**SELECTED TEXT**
========================

Just FYI, I found this phrasing pretty offensive. Perhaps not a great way to encourage people to pitch in to the Arch project. In any case, I wasn't posting here asking for help in making glibc build on my machine, but rather pointing out that the current PKGBUILD for glibc doesn't work as another data point for "the general state of toolchain maintenance". Seemed relevant because a lot of the rest of the discussion had been about backporting fixes or upgrading glibc, but I feel like it's also important that the PKGBUILD actually works all the time too, whatever version it's at.
Agreed the current glibc does not build either.
Possibly the minimum changes needed are to the repo PKGBUILD are:
The changes around
-D_FORTIFY_SOURCE=2
made sense to me - the format string handling in syslog is one of the things that FORTIFY_SOURCE wraps, and so the attributes from the fortified wrapper, including __attribute__((always_inline)), wound up getting applied to the actual syslog implementation which is very very not inlineable. Compiling glibc itselfwith FORTIFY_SOURCE makes little sense because of this - the wrappers would otherwise conflict with the actual implementation of all the memory & string handling functions.

========================

**DATA LINES**
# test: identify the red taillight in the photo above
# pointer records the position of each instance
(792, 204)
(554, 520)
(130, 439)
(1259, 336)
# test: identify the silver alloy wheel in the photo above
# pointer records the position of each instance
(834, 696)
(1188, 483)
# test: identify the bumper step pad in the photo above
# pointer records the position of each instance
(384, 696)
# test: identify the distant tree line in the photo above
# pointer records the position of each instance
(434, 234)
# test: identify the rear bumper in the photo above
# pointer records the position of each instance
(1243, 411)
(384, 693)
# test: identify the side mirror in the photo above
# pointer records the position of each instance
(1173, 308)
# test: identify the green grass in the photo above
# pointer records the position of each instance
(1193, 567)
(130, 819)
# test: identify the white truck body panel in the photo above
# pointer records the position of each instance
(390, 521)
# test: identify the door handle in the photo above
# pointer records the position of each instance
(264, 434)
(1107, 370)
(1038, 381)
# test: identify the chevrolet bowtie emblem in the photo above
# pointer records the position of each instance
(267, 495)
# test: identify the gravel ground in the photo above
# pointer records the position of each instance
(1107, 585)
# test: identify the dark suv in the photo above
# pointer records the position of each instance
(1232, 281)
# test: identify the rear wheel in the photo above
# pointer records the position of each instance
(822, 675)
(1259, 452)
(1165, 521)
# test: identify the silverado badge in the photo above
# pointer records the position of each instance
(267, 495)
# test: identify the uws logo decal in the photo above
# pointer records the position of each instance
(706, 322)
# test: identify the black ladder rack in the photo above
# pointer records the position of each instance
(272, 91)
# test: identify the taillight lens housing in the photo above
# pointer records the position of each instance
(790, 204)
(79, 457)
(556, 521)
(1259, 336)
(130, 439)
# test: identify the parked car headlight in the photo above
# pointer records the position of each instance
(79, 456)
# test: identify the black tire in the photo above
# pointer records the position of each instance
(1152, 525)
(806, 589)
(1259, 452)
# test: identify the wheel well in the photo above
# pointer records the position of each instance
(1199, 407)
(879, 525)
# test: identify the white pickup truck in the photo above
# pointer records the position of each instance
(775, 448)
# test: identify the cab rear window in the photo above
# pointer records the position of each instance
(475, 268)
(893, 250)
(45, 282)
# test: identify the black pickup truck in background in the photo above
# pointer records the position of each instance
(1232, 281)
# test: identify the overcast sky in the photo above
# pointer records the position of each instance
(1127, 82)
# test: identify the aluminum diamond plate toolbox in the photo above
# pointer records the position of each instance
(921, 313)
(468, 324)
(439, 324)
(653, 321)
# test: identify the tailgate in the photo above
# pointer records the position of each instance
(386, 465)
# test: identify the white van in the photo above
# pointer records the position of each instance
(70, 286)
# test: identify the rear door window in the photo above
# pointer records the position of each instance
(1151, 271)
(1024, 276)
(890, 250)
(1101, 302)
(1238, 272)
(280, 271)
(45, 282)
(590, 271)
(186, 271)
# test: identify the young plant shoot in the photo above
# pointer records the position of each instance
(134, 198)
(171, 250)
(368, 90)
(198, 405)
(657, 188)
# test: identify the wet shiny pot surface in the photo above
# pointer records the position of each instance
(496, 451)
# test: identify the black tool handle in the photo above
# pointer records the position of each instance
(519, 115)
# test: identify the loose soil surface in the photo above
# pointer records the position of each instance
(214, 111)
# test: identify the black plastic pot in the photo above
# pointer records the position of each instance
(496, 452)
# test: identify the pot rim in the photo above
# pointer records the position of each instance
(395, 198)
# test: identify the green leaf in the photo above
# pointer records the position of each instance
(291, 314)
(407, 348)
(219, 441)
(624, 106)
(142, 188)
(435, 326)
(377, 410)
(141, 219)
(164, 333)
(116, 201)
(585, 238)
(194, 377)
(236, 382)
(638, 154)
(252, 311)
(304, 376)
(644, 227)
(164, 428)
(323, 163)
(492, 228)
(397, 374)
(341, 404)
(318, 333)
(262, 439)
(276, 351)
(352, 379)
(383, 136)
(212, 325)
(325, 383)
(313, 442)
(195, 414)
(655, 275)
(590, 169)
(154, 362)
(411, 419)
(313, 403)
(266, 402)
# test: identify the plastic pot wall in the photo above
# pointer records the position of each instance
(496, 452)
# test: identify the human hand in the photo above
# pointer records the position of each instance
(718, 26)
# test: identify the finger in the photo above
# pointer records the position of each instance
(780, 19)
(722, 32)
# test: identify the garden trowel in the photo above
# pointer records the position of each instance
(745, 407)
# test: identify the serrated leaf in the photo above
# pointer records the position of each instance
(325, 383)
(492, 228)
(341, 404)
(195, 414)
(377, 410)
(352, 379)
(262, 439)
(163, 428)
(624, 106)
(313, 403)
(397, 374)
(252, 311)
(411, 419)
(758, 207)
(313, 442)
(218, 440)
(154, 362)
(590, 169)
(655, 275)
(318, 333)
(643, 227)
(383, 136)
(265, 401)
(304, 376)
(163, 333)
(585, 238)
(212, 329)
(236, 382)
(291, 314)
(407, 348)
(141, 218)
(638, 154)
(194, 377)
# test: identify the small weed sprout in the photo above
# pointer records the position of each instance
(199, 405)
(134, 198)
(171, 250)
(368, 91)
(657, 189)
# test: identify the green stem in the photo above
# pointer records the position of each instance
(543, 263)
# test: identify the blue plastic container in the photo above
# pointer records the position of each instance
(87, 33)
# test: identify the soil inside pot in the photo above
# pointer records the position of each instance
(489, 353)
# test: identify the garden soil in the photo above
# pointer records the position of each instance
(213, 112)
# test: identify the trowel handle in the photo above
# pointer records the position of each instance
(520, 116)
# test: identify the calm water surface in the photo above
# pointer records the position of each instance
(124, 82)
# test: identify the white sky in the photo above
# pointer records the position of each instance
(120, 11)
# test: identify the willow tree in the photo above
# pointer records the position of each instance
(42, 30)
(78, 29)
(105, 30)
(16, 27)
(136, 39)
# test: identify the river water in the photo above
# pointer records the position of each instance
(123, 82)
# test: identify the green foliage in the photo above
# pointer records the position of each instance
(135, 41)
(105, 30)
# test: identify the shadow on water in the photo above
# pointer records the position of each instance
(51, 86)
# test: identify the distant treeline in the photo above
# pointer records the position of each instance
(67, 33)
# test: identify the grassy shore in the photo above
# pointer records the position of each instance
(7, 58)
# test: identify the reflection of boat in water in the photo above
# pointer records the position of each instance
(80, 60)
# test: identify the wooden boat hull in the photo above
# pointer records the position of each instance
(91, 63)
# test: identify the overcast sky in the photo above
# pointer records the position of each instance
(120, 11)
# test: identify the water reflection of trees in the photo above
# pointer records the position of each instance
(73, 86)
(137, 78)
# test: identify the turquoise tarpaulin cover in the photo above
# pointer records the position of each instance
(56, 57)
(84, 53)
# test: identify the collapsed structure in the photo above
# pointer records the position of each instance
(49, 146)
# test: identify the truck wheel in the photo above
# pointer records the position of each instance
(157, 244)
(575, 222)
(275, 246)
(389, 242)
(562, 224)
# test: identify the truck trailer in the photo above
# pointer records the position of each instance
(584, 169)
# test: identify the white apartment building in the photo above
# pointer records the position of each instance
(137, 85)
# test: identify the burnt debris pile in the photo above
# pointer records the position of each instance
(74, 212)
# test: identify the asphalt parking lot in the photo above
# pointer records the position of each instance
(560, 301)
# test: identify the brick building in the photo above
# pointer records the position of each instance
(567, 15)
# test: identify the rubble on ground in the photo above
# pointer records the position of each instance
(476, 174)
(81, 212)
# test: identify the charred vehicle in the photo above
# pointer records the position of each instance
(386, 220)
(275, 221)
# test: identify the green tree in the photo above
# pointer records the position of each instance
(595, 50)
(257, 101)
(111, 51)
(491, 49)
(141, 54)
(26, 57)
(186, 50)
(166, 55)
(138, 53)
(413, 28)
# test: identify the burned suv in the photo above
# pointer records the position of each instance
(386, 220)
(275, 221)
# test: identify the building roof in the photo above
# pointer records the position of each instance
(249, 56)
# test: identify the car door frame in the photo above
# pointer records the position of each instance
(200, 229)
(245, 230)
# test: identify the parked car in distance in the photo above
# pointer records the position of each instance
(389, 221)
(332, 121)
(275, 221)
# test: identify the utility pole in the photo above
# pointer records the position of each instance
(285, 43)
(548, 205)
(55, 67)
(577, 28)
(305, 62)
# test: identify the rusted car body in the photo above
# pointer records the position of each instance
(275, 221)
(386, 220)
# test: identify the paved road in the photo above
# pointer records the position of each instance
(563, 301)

========================

**TASKS TO CARRY OUT**
**a.** Please copy out the passage of the glibc discussion starting with "Agreed the current" and going on through "string handling functions.".
**b.** Answer these from the glibc discussion, one line each:
(i) Which project does the writer say the phrasing was not a great way to get people to pitch in to?
(ii) What compiler flag is given on a line of its own?
(iii) Which attribute from the fortified wrapper is named as one that got applied to the actual syslog implementation?

**LIST OF SOLUTIONS**
**a.**
Agreed the current glibc does not build either.
Possibly the minimum changes needed are to the repo PKGBUILD are:
The changes around
-D_FORTIFY_SOURCE=2
made sense to me - the format string handling in syslog is one of the things that FORTIFY_SOURCE wraps, and so the attributes from the fortified wrapper, including __attribute__((always_inline)), wound up getting applied to the actual syslog implementation which is very very not inlineable. Compiling glibc itselfwith FORTIFY_SOURCE makes little sense because of this - the wrappers would otherwise conflict with the actual implementation of all the memory & string handling functions.

**b.**
(i) The Arch project
(ii) -D_FORTIFY_SOURCE=2
(iii) __attribute__((always_inline))